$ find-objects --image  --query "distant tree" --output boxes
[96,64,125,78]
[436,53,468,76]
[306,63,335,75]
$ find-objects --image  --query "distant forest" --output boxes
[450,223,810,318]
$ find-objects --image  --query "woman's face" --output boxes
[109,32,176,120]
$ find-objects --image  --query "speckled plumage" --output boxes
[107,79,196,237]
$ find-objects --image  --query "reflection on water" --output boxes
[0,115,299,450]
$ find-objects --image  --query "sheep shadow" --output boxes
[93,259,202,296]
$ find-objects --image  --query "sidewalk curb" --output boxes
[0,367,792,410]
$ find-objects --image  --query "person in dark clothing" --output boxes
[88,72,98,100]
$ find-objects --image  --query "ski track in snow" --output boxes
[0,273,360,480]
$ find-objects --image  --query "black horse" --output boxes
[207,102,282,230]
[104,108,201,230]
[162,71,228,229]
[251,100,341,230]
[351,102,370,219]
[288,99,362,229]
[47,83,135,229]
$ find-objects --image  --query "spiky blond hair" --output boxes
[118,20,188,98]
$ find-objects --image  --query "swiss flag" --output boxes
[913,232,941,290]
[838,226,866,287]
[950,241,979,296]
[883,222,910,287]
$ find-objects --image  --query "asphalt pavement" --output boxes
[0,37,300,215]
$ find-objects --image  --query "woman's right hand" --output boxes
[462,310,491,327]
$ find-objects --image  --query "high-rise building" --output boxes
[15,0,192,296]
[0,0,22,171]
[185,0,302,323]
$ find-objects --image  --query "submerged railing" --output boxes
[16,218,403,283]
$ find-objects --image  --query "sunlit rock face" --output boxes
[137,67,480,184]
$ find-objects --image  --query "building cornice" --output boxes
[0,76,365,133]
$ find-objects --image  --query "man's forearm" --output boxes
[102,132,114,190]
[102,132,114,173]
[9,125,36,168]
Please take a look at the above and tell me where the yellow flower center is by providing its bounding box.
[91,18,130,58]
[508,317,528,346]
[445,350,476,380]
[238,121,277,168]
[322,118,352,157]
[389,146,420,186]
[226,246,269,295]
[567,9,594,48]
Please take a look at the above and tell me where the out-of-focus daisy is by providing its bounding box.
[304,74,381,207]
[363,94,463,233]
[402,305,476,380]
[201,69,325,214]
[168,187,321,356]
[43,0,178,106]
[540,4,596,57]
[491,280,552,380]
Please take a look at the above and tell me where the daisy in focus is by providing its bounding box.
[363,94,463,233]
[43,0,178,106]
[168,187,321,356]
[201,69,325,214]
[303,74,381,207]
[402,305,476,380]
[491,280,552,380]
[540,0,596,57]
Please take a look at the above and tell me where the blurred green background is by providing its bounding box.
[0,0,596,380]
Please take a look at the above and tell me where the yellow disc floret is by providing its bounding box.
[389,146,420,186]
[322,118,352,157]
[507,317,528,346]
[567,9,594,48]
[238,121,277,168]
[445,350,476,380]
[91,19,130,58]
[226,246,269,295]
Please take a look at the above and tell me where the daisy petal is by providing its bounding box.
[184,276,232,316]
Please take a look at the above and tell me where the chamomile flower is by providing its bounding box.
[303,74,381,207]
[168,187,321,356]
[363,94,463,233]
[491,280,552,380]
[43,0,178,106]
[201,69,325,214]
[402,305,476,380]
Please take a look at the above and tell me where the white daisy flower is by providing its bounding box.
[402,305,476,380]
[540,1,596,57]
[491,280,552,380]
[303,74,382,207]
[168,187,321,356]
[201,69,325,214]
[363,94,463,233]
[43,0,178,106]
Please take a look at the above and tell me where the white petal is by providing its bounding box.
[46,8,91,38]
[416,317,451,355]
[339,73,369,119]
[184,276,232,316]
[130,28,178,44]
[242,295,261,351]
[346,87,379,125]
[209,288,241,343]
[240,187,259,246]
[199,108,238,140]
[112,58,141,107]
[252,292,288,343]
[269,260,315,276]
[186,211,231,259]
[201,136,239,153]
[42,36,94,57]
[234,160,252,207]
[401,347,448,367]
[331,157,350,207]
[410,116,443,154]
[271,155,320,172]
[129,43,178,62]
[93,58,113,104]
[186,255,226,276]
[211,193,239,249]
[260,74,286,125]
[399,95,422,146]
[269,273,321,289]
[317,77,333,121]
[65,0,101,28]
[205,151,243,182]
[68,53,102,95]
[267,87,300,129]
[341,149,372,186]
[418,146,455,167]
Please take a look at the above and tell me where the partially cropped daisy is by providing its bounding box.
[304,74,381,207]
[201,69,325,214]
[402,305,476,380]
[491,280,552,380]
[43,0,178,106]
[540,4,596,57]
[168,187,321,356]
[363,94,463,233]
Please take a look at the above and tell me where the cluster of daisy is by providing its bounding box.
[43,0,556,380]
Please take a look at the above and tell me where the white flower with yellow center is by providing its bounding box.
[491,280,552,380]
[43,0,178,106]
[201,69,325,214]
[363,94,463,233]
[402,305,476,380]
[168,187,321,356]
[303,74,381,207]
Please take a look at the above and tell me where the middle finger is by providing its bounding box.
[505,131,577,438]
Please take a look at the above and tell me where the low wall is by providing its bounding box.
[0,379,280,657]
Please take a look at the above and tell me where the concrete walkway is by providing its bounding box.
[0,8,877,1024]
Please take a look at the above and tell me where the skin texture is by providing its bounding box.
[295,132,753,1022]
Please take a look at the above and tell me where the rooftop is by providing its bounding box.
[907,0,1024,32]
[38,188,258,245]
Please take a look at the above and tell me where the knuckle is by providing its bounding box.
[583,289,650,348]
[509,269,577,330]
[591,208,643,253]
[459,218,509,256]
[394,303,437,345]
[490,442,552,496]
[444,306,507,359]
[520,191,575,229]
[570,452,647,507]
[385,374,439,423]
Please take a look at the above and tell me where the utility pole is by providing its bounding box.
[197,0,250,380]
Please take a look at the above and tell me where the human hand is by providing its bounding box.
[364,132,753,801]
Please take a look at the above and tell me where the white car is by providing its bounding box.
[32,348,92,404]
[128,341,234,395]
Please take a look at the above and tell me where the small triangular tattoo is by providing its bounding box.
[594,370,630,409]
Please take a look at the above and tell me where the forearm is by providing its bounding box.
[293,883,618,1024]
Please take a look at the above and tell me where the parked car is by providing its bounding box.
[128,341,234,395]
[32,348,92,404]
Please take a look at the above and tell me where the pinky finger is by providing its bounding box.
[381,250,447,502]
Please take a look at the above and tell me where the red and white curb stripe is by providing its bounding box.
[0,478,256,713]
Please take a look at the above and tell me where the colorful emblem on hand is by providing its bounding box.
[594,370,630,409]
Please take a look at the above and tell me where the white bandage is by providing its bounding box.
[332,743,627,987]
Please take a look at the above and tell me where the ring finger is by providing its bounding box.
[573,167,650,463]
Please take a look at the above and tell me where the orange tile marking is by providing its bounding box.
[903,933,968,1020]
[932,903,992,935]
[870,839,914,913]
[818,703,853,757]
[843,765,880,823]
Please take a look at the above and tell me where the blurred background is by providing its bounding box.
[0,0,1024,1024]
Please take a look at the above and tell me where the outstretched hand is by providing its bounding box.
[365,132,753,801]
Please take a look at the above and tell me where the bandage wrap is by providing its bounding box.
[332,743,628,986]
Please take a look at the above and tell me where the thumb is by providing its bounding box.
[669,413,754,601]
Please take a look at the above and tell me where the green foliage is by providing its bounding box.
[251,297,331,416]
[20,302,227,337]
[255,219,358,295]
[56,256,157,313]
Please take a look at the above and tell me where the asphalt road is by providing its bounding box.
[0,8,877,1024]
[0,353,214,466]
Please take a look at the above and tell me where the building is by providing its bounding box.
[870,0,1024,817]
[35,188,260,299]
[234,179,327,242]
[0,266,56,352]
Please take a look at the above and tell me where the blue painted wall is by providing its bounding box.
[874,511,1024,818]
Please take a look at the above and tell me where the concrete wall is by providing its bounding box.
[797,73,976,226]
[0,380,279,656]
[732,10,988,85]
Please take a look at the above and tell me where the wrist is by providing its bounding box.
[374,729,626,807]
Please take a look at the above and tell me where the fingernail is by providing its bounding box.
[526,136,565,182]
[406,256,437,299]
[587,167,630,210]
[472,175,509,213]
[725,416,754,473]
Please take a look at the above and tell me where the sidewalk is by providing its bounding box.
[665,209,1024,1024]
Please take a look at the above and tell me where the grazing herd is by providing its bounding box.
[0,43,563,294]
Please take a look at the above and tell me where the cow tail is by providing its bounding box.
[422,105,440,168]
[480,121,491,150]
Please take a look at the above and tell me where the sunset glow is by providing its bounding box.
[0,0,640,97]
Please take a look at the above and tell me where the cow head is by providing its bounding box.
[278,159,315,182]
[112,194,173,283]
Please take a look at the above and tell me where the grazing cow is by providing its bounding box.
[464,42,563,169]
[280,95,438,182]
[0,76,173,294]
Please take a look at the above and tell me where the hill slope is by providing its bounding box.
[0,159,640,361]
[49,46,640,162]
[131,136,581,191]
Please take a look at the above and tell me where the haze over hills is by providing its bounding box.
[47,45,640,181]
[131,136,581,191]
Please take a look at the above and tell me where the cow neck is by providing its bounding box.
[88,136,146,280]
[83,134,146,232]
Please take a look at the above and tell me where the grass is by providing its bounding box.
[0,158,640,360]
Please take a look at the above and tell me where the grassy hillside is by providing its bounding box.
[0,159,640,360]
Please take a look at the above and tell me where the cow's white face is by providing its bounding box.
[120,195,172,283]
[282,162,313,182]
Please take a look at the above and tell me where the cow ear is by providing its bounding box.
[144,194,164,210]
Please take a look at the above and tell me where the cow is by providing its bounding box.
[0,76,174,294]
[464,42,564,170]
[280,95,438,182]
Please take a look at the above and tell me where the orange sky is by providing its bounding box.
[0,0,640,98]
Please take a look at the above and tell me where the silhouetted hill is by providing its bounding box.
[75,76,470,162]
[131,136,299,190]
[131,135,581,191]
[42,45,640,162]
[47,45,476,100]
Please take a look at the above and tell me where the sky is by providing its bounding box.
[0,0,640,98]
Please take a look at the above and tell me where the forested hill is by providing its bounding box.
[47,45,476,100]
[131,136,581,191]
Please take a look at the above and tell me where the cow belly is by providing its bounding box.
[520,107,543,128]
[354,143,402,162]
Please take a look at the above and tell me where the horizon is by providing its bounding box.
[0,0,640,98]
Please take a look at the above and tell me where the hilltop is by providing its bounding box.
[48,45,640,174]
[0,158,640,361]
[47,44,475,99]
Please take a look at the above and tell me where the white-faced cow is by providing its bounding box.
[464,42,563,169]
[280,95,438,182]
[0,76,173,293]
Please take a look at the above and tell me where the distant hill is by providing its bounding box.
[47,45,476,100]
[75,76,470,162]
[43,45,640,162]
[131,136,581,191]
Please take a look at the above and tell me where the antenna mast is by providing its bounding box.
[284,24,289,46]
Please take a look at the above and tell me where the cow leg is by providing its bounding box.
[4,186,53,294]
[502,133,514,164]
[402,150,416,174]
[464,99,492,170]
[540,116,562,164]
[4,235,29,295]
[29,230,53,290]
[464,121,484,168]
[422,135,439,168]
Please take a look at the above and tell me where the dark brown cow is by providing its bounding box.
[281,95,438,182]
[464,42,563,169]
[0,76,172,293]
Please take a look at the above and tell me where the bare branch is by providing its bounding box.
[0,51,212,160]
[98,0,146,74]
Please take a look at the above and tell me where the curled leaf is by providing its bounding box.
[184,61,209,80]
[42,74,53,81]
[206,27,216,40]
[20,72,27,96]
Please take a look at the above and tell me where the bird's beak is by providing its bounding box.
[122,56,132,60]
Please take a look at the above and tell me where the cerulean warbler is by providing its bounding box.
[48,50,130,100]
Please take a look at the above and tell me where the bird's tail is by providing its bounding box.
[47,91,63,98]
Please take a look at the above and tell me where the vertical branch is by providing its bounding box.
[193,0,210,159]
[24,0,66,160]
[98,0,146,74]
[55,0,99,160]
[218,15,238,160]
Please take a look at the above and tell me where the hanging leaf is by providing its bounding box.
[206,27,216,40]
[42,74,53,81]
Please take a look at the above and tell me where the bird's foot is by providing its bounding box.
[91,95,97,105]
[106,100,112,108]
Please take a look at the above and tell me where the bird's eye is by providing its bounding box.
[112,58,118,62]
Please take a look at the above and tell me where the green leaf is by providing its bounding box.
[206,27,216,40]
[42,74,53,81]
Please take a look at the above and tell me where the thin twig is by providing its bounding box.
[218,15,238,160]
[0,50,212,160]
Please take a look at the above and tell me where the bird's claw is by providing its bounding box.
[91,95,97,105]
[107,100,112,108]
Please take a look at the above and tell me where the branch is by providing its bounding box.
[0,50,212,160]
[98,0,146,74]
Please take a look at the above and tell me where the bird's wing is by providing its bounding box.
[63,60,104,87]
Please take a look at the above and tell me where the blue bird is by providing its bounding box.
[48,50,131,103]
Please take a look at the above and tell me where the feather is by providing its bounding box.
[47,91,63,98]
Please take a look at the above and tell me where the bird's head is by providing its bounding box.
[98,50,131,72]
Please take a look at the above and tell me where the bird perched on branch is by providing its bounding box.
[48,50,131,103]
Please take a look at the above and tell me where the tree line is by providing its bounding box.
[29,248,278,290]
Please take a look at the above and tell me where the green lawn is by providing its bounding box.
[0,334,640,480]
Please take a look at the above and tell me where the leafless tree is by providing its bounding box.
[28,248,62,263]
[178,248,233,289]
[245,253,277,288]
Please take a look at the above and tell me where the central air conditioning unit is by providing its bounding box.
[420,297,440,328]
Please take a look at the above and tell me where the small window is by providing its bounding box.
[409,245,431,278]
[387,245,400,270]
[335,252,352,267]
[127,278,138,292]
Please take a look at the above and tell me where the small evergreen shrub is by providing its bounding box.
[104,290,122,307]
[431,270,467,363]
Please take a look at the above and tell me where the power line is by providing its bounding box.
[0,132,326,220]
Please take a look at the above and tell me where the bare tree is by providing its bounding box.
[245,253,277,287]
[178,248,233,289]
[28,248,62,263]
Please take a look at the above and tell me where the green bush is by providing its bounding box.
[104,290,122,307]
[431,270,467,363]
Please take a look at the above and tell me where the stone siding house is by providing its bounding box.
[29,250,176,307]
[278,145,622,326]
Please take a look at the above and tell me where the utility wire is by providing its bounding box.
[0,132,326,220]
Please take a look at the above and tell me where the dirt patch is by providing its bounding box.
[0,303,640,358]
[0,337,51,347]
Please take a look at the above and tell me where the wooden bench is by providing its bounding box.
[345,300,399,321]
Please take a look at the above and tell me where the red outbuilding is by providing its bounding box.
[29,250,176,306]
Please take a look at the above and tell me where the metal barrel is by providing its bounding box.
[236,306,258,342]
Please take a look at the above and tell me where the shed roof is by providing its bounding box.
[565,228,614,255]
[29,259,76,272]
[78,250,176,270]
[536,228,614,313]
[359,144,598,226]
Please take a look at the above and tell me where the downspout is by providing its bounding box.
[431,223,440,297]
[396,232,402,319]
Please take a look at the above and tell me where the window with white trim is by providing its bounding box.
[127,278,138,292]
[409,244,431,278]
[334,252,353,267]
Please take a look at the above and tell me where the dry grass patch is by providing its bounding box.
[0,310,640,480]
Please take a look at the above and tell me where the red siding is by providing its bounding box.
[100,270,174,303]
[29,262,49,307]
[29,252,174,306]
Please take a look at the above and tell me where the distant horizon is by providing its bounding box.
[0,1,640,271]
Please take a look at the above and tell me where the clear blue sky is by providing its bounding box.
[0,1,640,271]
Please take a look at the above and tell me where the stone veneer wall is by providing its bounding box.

==========

→ Stated task: In the listing above, find the line containing "grass patch is by providing its bounding box.", then reproduce it and each line after it through the end, exactly and with nothing added.

→ The result:
Please take a look at the above and tell me where the dry grass patch is by providing its bounding box.
[0,310,640,480]
Please take a look at the above and tell me where the red siding is by providing its bounding box.
[100,270,174,303]
[29,262,49,307]
[29,252,174,306]
Please take a look at the above and tell me where the distant horizon is by providing its bounding box.
[0,1,640,271]
Please take a look at the above and tell me where the clear blue sky is by providing its bounding box.
[0,1,640,271]
Please take a look at the above and tell me where the stone veneer wall is by providing its bounding box.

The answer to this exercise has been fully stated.